**Information given:**
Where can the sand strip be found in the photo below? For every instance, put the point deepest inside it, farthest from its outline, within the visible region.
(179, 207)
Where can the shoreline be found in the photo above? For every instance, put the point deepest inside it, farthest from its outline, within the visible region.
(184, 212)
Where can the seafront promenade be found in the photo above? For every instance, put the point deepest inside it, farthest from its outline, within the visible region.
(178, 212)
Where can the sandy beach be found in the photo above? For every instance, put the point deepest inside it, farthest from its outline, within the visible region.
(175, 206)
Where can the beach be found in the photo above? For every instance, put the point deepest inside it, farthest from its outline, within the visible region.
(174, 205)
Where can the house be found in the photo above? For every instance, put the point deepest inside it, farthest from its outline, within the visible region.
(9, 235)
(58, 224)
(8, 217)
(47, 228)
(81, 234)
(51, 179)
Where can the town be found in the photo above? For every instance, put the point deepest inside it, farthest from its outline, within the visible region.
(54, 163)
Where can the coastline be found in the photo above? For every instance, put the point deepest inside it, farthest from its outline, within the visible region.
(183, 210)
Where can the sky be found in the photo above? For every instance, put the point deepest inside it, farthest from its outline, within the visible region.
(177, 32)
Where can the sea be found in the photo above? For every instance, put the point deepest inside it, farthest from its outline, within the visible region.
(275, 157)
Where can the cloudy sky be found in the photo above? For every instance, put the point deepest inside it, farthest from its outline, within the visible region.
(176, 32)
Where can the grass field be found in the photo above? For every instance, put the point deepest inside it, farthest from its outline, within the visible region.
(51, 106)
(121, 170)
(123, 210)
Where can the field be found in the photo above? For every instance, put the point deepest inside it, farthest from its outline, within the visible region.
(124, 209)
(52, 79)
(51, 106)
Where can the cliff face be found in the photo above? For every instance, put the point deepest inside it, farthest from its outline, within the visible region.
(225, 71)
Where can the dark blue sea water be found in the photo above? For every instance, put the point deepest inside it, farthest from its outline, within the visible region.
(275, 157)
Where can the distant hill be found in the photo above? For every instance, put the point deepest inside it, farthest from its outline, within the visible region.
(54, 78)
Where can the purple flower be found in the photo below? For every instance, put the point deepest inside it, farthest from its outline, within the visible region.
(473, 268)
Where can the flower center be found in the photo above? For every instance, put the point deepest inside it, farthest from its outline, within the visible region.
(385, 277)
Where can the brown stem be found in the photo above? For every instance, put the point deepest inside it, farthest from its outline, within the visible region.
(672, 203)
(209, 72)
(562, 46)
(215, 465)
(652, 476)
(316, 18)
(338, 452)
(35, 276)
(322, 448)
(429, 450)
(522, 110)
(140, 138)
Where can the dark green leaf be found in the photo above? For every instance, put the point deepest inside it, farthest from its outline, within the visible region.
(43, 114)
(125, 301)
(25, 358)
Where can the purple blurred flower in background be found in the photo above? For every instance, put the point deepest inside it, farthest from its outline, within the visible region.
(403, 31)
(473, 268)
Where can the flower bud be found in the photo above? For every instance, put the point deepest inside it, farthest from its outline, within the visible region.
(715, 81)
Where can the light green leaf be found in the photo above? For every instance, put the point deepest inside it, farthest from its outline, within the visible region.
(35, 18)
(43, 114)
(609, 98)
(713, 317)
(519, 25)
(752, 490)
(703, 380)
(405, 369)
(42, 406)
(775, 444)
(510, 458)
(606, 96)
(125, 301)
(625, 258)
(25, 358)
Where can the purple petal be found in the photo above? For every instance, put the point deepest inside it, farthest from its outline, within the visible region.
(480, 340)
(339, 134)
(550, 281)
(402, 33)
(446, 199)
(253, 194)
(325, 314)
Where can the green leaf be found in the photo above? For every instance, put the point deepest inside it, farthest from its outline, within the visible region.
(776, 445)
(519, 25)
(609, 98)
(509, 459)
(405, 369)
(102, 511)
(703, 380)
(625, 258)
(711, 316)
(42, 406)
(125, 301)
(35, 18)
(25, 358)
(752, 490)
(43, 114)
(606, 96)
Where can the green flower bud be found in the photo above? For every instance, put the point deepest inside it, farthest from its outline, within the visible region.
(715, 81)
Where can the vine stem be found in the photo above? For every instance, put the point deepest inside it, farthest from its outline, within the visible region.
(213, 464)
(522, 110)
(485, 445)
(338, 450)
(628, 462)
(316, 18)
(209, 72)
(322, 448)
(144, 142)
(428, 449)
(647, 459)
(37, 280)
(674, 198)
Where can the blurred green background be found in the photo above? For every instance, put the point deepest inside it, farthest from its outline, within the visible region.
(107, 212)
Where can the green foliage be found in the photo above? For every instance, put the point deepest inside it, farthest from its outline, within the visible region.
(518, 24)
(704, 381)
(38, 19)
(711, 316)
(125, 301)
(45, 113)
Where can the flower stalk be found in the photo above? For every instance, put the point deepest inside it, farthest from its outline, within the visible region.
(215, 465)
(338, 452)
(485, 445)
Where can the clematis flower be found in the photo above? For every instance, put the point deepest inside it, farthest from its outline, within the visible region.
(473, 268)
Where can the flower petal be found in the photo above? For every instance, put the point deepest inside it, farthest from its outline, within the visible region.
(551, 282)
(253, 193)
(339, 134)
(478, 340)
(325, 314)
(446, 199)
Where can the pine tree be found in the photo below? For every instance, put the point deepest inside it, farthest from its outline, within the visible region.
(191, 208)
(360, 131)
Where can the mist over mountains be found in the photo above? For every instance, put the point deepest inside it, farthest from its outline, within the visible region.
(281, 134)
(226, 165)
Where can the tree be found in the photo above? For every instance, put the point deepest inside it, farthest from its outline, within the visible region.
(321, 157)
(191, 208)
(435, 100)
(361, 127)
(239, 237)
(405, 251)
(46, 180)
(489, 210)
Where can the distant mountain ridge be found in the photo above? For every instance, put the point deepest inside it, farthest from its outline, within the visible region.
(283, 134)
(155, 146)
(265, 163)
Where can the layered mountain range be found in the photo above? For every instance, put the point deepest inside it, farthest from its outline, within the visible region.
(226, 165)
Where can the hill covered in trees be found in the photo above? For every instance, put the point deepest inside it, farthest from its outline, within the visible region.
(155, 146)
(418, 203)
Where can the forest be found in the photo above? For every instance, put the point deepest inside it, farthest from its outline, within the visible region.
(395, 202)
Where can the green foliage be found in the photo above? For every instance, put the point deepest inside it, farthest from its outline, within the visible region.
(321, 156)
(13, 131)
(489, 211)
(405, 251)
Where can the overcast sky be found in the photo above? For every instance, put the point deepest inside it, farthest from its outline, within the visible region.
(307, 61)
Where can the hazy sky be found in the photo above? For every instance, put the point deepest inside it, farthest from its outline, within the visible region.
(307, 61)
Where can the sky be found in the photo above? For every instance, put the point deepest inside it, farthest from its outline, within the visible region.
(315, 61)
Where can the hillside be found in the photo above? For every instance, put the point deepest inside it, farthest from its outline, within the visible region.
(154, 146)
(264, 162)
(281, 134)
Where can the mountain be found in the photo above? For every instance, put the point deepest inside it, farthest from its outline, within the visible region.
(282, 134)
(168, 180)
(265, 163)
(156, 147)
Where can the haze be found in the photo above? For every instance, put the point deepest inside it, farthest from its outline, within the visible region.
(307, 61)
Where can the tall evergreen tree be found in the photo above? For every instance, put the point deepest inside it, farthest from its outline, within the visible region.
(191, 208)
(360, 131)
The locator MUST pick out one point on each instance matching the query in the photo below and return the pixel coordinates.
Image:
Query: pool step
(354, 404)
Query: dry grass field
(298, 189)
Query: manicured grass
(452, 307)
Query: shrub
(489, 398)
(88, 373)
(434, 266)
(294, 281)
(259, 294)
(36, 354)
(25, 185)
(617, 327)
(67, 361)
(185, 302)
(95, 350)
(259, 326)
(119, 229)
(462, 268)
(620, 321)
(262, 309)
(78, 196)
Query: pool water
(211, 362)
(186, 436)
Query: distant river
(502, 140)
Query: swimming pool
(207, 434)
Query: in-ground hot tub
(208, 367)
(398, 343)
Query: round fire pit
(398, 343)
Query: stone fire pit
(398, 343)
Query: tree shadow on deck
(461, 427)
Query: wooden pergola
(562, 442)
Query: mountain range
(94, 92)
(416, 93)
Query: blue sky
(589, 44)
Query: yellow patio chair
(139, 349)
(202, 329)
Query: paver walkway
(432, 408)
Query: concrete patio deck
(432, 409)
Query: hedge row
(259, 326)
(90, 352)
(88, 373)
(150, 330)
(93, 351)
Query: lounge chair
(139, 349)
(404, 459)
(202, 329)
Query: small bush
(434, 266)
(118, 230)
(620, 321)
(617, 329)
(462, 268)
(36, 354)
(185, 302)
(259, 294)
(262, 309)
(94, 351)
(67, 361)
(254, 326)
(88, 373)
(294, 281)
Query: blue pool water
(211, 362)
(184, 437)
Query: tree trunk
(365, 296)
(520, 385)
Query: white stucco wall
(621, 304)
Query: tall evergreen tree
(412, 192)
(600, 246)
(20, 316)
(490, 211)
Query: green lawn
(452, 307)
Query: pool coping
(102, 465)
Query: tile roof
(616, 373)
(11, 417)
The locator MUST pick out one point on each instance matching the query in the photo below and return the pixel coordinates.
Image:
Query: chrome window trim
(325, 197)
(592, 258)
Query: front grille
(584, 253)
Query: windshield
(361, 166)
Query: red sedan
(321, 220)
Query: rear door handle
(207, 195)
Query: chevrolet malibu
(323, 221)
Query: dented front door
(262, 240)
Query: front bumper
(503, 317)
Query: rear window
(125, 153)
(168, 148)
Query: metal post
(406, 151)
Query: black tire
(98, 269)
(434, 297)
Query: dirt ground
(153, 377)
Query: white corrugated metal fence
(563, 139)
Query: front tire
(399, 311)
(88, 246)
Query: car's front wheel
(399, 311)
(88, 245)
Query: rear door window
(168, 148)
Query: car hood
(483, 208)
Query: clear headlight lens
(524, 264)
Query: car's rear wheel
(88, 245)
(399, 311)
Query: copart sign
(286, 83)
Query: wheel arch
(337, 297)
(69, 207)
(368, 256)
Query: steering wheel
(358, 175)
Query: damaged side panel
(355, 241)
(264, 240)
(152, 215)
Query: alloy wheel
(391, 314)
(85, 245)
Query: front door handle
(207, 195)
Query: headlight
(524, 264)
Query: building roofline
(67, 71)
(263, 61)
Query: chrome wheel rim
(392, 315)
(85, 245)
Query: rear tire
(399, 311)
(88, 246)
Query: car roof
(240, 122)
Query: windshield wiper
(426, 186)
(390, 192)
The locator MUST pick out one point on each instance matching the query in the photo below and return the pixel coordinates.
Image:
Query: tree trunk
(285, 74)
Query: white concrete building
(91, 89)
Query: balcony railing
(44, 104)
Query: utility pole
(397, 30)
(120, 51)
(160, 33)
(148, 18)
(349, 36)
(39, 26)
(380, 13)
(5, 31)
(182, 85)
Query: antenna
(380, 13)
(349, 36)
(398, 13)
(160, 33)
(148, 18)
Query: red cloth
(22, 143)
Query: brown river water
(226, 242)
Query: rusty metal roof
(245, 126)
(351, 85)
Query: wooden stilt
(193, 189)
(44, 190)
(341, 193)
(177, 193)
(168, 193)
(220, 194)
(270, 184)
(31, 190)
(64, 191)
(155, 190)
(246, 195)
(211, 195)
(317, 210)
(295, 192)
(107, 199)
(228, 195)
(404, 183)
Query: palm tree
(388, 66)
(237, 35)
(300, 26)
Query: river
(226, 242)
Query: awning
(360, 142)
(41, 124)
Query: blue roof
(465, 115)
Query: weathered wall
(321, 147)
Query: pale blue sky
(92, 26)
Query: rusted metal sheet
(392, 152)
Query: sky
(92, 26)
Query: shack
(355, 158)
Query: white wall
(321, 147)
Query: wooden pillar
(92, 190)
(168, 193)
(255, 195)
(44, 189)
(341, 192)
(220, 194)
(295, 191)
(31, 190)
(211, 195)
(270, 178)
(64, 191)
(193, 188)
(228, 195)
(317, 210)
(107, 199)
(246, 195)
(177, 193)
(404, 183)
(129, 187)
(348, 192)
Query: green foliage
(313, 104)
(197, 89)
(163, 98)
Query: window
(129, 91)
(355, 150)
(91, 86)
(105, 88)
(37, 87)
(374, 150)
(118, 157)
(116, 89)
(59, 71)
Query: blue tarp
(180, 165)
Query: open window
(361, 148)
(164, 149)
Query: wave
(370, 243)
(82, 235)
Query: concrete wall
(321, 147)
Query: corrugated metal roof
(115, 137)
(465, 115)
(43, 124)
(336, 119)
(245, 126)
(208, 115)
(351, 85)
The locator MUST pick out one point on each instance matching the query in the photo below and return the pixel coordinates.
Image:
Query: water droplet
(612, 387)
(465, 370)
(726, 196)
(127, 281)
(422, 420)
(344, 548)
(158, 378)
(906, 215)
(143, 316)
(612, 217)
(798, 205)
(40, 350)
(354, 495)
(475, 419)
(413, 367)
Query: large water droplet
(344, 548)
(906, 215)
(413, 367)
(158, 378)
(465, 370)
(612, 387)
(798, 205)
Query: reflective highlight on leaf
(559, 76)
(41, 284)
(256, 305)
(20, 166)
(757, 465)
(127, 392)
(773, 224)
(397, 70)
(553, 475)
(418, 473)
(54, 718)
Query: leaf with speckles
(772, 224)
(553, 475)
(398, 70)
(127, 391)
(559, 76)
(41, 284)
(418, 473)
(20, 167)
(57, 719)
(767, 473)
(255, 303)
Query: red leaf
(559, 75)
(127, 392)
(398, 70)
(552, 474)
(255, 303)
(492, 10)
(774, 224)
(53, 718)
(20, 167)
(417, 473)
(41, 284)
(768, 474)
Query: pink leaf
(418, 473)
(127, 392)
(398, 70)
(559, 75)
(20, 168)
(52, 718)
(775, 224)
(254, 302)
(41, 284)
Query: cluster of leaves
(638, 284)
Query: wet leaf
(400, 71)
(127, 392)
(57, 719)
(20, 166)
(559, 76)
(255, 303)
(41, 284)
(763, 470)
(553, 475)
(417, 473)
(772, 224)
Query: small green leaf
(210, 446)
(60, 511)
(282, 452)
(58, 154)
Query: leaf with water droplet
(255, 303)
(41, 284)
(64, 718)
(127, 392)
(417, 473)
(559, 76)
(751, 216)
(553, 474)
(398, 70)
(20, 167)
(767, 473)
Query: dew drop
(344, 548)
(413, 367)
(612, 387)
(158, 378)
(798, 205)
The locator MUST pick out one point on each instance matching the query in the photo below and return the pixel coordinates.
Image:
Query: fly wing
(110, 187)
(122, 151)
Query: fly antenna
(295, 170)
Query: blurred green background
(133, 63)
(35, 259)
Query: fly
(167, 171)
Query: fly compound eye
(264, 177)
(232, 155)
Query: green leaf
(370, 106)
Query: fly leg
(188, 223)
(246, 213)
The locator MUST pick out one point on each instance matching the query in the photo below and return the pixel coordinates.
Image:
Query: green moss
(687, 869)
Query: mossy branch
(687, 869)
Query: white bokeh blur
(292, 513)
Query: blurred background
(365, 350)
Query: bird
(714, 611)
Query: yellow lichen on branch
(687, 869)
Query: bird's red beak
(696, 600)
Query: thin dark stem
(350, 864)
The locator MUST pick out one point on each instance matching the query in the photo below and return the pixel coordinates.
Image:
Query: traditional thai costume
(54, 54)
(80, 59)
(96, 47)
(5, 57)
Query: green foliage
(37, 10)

**Exercise directions:** When the line containing "Query: blurred background" is found in the records above, restate it and every later line word for word through the last one, and nothing more.

**Final answer:**
Query: blurred background
(365, 350)
Query: bird
(714, 611)
Query: yellow lichen on branch
(687, 869)
Query: bird's red beak
(696, 600)
Query: thin dark stem
(350, 864)
The locator MUST pick out one point on each instance matching the query in the photo below and return the pixel coordinates.
Image:
Query: traditional thai costume
(54, 54)
(80, 59)
(96, 47)
(5, 57)
Query: green foliage
(37, 10)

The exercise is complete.